◆ **Task input**:
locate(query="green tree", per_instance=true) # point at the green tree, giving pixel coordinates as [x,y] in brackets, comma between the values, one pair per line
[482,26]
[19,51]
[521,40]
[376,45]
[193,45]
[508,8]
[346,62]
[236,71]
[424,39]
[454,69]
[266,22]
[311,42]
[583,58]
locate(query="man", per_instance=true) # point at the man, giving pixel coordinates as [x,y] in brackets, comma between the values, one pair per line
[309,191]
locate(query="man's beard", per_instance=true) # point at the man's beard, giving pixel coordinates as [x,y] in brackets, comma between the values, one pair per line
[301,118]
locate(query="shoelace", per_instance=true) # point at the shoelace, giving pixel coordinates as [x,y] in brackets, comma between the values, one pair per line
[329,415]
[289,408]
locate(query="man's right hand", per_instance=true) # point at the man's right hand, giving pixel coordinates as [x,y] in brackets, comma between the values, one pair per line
--
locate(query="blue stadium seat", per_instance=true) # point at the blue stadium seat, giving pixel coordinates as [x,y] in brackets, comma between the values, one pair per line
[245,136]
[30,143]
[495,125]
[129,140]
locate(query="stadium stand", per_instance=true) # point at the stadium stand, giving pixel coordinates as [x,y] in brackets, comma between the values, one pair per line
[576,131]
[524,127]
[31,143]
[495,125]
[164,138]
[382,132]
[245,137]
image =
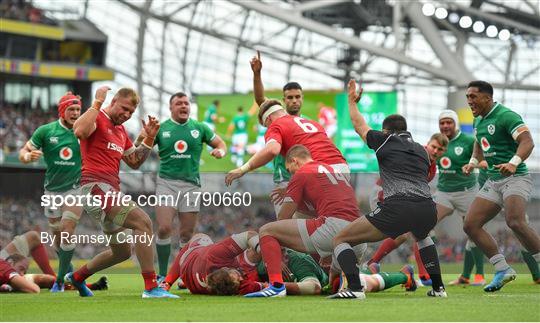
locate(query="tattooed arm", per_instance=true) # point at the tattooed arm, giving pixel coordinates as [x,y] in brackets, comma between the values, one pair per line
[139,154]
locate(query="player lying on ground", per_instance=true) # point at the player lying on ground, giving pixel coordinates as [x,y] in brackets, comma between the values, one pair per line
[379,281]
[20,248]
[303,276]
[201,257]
--
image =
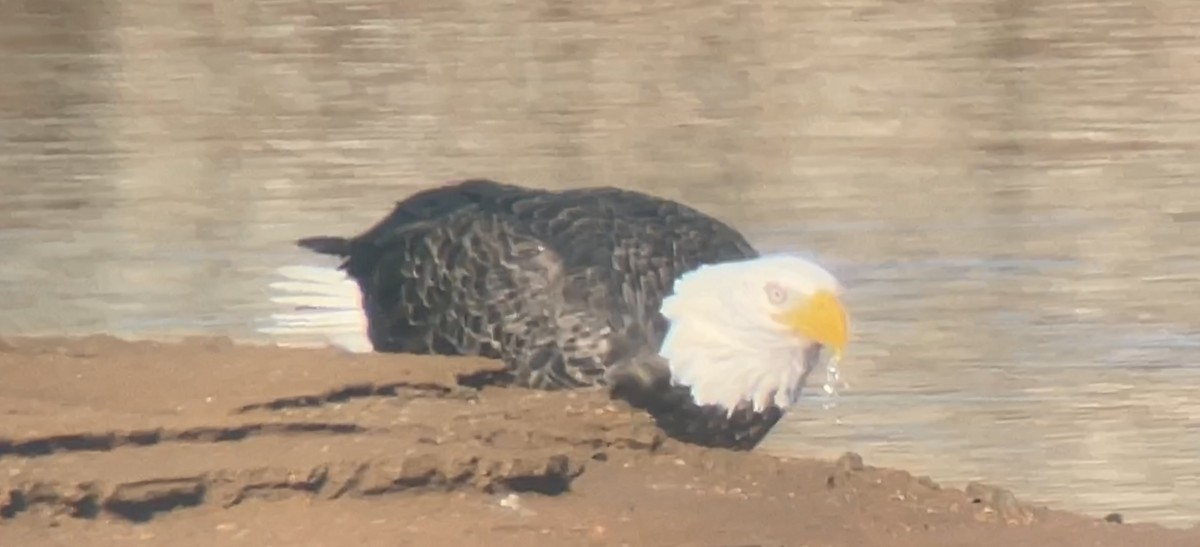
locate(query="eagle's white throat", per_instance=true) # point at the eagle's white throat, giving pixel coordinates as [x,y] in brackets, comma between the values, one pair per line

◆ **What you need to do**:
Determine how many lines in the entries above contain the word "stadium", and state only that number.

◆ **Expected output**:
2